▶ **What the task requires**:
The records are to be repeated in full, with the images removed.

(Referring expression pointing data)
-----

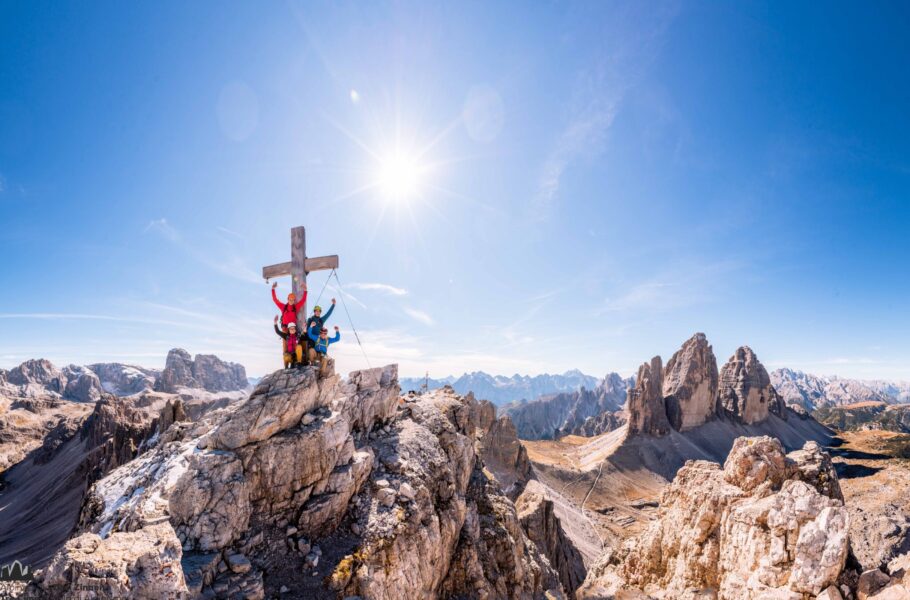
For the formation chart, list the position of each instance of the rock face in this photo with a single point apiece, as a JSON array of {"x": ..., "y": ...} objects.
[
  {"x": 752, "y": 529},
  {"x": 207, "y": 372},
  {"x": 745, "y": 393},
  {"x": 113, "y": 433},
  {"x": 141, "y": 564},
  {"x": 647, "y": 413},
  {"x": 813, "y": 392},
  {"x": 690, "y": 384},
  {"x": 598, "y": 424},
  {"x": 504, "y": 455},
  {"x": 82, "y": 384},
  {"x": 38, "y": 372},
  {"x": 387, "y": 497},
  {"x": 125, "y": 380},
  {"x": 501, "y": 390},
  {"x": 535, "y": 511},
  {"x": 560, "y": 414}
]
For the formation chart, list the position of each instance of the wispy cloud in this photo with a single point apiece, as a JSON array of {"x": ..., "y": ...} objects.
[
  {"x": 419, "y": 316},
  {"x": 684, "y": 285},
  {"x": 229, "y": 232},
  {"x": 347, "y": 295},
  {"x": 596, "y": 96},
  {"x": 163, "y": 228},
  {"x": 379, "y": 287},
  {"x": 225, "y": 261}
]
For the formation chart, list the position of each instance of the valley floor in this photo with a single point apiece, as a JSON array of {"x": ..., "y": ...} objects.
[{"x": 614, "y": 483}]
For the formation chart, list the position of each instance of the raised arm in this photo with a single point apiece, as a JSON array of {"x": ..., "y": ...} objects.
[
  {"x": 328, "y": 313},
  {"x": 302, "y": 301},
  {"x": 276, "y": 300}
]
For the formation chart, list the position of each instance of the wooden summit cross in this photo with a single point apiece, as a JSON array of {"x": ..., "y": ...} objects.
[{"x": 299, "y": 266}]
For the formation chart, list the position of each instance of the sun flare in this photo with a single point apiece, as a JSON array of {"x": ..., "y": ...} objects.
[{"x": 399, "y": 177}]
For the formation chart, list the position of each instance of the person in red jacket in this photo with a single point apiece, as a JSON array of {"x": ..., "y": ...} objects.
[
  {"x": 289, "y": 310},
  {"x": 291, "y": 344}
]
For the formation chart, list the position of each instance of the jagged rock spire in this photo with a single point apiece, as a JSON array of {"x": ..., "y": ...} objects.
[
  {"x": 745, "y": 392},
  {"x": 647, "y": 413},
  {"x": 690, "y": 384}
]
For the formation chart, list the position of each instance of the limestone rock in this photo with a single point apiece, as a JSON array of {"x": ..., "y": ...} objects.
[
  {"x": 555, "y": 415},
  {"x": 370, "y": 395},
  {"x": 535, "y": 511},
  {"x": 125, "y": 380},
  {"x": 505, "y": 457},
  {"x": 41, "y": 372},
  {"x": 207, "y": 372},
  {"x": 403, "y": 485},
  {"x": 754, "y": 461},
  {"x": 745, "y": 393},
  {"x": 690, "y": 384},
  {"x": 486, "y": 414},
  {"x": 751, "y": 530},
  {"x": 647, "y": 413},
  {"x": 603, "y": 423},
  {"x": 878, "y": 537},
  {"x": 813, "y": 465},
  {"x": 139, "y": 564},
  {"x": 82, "y": 385},
  {"x": 277, "y": 403},
  {"x": 216, "y": 375},
  {"x": 113, "y": 431},
  {"x": 177, "y": 373},
  {"x": 870, "y": 583}
]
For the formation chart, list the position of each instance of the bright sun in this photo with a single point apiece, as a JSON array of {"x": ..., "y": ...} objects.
[{"x": 399, "y": 177}]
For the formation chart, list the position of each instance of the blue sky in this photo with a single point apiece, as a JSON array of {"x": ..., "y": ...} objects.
[{"x": 596, "y": 181}]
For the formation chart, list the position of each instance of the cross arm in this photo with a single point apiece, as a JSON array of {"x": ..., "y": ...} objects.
[{"x": 320, "y": 263}]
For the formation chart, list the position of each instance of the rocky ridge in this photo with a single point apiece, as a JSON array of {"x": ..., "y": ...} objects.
[
  {"x": 765, "y": 525},
  {"x": 813, "y": 392},
  {"x": 690, "y": 392},
  {"x": 555, "y": 415},
  {"x": 323, "y": 486},
  {"x": 501, "y": 390}
]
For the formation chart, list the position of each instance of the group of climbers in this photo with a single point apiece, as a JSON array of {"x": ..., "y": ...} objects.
[{"x": 301, "y": 348}]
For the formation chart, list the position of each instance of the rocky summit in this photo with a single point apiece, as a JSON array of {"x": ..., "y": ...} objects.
[
  {"x": 319, "y": 487},
  {"x": 764, "y": 525}
]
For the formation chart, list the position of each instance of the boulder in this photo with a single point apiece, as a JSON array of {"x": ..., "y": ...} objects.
[
  {"x": 254, "y": 482},
  {"x": 538, "y": 519},
  {"x": 39, "y": 372},
  {"x": 751, "y": 530},
  {"x": 82, "y": 385},
  {"x": 138, "y": 564},
  {"x": 277, "y": 403}
]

-----

▶ **Answer for this exercise**:
For the formation chart, list the position of each instance of the rock face in this photo with a single point apiece, as a JSON array of {"x": ..., "y": ...} objects.
[
  {"x": 752, "y": 529},
  {"x": 207, "y": 372},
  {"x": 745, "y": 393},
  {"x": 113, "y": 433},
  {"x": 141, "y": 564},
  {"x": 647, "y": 413},
  {"x": 813, "y": 392},
  {"x": 690, "y": 384},
  {"x": 598, "y": 424},
  {"x": 504, "y": 455},
  {"x": 82, "y": 384},
  {"x": 38, "y": 372},
  {"x": 387, "y": 497},
  {"x": 125, "y": 380},
  {"x": 501, "y": 390},
  {"x": 535, "y": 511},
  {"x": 560, "y": 414}
]
For the formation chart, list the position of each instance of the wispy cloud in this photo with a single point apiece, as a JSON array of {"x": ..., "y": ...} objects.
[
  {"x": 419, "y": 316},
  {"x": 684, "y": 285},
  {"x": 229, "y": 232},
  {"x": 347, "y": 295},
  {"x": 596, "y": 96},
  {"x": 163, "y": 228},
  {"x": 379, "y": 287},
  {"x": 225, "y": 261}
]
For the formation chart, list the position of each instance of the valley floor in this photo with a single point apiece, as a JSON array of {"x": ..., "y": ...} objects.
[{"x": 614, "y": 483}]
For the formation chart, list the position of each instance of the raised arm in this photo with a single point apiece, as a JSON array of {"x": ..., "y": ...} objects.
[
  {"x": 328, "y": 313},
  {"x": 302, "y": 301},
  {"x": 276, "y": 300}
]
For the formation chart, list the position of each instance of the wooden summit cross in this photo with a single point apiece, as a JSON array of {"x": ..., "y": ...} objects.
[{"x": 299, "y": 266}]
For the formation chart, list the position of each instance of the sun flare in this photo with a single point apiece, as a JSON array of {"x": ..., "y": ...} objects.
[{"x": 399, "y": 177}]
For the formation chart, list the position of each instance of the person in red jacket in this photo with a single point apiece, as a JSON array of {"x": ..., "y": ...} objects.
[
  {"x": 289, "y": 310},
  {"x": 291, "y": 344}
]
For the formation chart, list the position of each instance of the jagged rock spire in this photo with a single point apiece, as a JSON array of {"x": ..., "y": ...} objects.
[
  {"x": 745, "y": 392},
  {"x": 647, "y": 413},
  {"x": 690, "y": 384}
]
For the formation chart, list the position of each instance of the limestone rock in this photo with a single point apiece, as a JSON array of {"x": ..., "y": ...} objects.
[
  {"x": 555, "y": 415},
  {"x": 370, "y": 395},
  {"x": 535, "y": 511},
  {"x": 125, "y": 380},
  {"x": 505, "y": 457},
  {"x": 41, "y": 372},
  {"x": 207, "y": 372},
  {"x": 403, "y": 485},
  {"x": 754, "y": 461},
  {"x": 745, "y": 393},
  {"x": 690, "y": 384},
  {"x": 486, "y": 414},
  {"x": 751, "y": 530},
  {"x": 647, "y": 413},
  {"x": 603, "y": 423},
  {"x": 878, "y": 537},
  {"x": 813, "y": 465},
  {"x": 139, "y": 564},
  {"x": 82, "y": 385},
  {"x": 277, "y": 403},
  {"x": 216, "y": 375},
  {"x": 113, "y": 431},
  {"x": 177, "y": 373},
  {"x": 870, "y": 583}
]
For the formation chart, list the position of each instance of the bright sun in this photo with a single point apiece, as a JSON array of {"x": ..., "y": ...} objects.
[{"x": 399, "y": 177}]
For the formation chart, list the position of each instance of the blue sky in this photo with a single point apiece, as a JSON array of {"x": ..., "y": ...} objects.
[{"x": 596, "y": 181}]
For the formation chart, list the position of each instance of the cross arm in this photo with a single point apiece, as a JSON array of {"x": ..., "y": ...} objects.
[{"x": 320, "y": 263}]
For the formation chart, list the position of each instance of the rocky ridge in this photo with a single point apiece, as a JSON array of {"x": ..., "y": ...} objects.
[
  {"x": 765, "y": 525},
  {"x": 813, "y": 392},
  {"x": 690, "y": 392},
  {"x": 555, "y": 415},
  {"x": 323, "y": 486},
  {"x": 501, "y": 390}
]
For the formation chart, list the position of each instance of the group of climbers in this photo with a single point apiece, as a JSON array of {"x": ..., "y": ...} objects.
[{"x": 301, "y": 348}]
For the formation chart, list the position of each instance of the rocky summit in this photo with a single point apiece, as a JSON array of {"x": ..., "y": ...} objects.
[
  {"x": 319, "y": 487},
  {"x": 764, "y": 525}
]
For the formation chart, list the position of each instance of the boulder in this photo with a single point apiece, as a JSON array of {"x": ..., "y": ...} objects.
[
  {"x": 254, "y": 482},
  {"x": 538, "y": 519},
  {"x": 39, "y": 372},
  {"x": 751, "y": 530},
  {"x": 82, "y": 385},
  {"x": 138, "y": 564},
  {"x": 277, "y": 403}
]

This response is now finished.